Records from a dataset
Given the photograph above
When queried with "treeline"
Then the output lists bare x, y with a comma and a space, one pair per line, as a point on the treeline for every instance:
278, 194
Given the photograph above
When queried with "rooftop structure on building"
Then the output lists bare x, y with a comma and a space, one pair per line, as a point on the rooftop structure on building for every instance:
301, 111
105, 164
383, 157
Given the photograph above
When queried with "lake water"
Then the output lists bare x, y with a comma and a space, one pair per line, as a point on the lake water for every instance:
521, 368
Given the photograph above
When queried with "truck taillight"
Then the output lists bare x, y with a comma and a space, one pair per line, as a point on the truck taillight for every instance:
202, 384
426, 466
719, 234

* * *

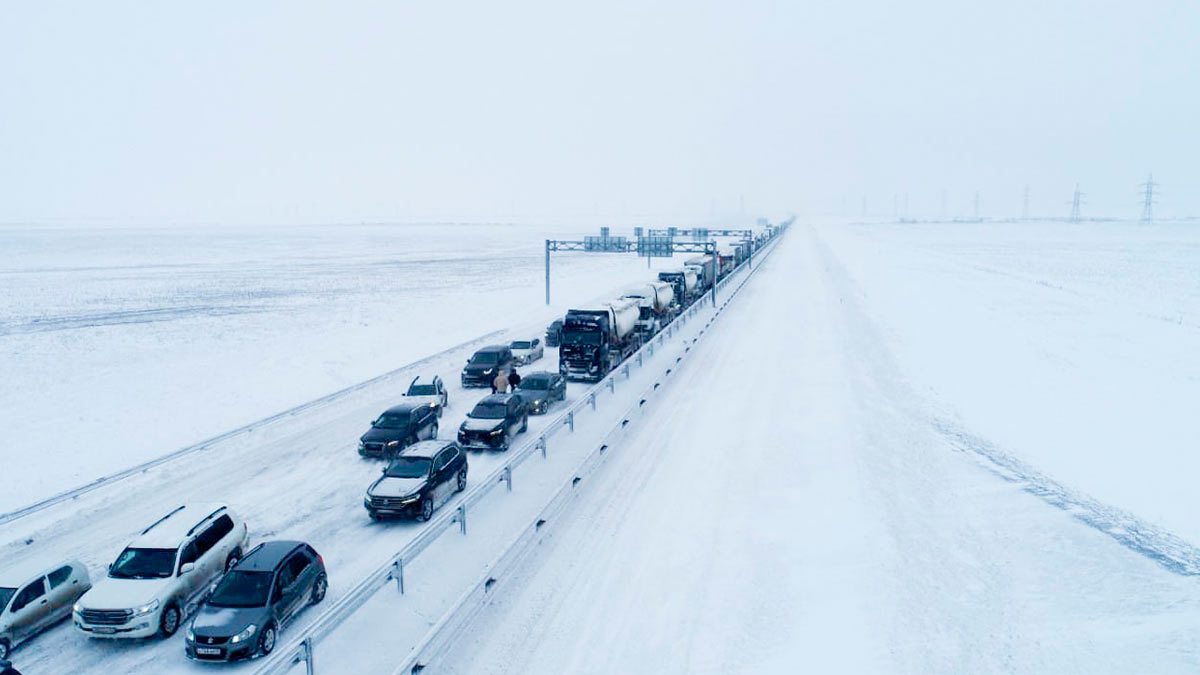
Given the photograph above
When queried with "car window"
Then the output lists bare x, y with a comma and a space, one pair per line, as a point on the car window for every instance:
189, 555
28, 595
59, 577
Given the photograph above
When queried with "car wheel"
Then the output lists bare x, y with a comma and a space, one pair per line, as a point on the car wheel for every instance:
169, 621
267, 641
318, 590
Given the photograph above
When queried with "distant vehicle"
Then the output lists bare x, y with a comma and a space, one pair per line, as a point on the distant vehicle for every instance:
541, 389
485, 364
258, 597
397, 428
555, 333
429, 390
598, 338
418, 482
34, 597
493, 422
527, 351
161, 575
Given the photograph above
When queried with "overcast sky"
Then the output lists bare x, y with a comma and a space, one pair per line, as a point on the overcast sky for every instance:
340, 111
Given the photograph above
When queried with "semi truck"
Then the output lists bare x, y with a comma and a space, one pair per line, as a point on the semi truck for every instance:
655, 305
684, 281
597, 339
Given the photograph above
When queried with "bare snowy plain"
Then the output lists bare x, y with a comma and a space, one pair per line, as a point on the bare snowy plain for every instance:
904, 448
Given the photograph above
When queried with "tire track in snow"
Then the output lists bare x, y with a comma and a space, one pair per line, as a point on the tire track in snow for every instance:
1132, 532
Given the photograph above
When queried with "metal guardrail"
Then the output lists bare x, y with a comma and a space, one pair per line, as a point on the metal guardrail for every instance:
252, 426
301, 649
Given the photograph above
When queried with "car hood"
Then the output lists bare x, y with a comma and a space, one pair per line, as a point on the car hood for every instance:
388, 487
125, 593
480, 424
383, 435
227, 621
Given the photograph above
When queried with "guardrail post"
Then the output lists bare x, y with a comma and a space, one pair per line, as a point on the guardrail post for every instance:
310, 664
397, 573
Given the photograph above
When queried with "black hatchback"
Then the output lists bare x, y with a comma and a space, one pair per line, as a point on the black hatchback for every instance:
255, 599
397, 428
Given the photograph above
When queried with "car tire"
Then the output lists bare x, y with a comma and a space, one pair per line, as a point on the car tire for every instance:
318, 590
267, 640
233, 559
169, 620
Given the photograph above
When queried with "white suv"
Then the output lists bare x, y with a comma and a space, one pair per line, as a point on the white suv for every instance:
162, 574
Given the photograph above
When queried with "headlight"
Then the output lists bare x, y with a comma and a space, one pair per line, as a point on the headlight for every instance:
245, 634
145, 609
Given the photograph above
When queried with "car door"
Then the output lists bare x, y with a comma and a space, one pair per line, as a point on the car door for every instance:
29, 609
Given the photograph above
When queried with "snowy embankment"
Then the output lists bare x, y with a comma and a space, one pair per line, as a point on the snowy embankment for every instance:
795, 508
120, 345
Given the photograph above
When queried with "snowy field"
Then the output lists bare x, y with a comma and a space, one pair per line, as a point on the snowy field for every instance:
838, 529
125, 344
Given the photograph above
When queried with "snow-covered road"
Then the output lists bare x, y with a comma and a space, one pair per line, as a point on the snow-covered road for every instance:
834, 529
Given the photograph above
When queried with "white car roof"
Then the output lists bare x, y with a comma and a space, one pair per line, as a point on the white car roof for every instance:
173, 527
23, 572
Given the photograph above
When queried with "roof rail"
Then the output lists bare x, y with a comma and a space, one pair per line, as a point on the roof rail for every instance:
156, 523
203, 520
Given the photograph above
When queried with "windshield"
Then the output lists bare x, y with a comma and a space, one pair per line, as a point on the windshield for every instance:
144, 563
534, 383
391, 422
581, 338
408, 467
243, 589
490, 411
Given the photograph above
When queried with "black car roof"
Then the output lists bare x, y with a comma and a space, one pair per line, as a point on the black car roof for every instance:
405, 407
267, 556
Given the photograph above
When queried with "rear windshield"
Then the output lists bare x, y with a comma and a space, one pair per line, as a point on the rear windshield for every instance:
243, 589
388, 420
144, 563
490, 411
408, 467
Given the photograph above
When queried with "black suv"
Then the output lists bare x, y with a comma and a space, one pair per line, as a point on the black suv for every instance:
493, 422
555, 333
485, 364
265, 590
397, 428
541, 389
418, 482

**Written exercise:** Gather every line of the records that contains the string "hood". List each one as it appears.

**Full output:**
When queried with "car hood"
Then the output lists bare x, y with a comma and a space, one pair per line, as a point on the car hood for every instance:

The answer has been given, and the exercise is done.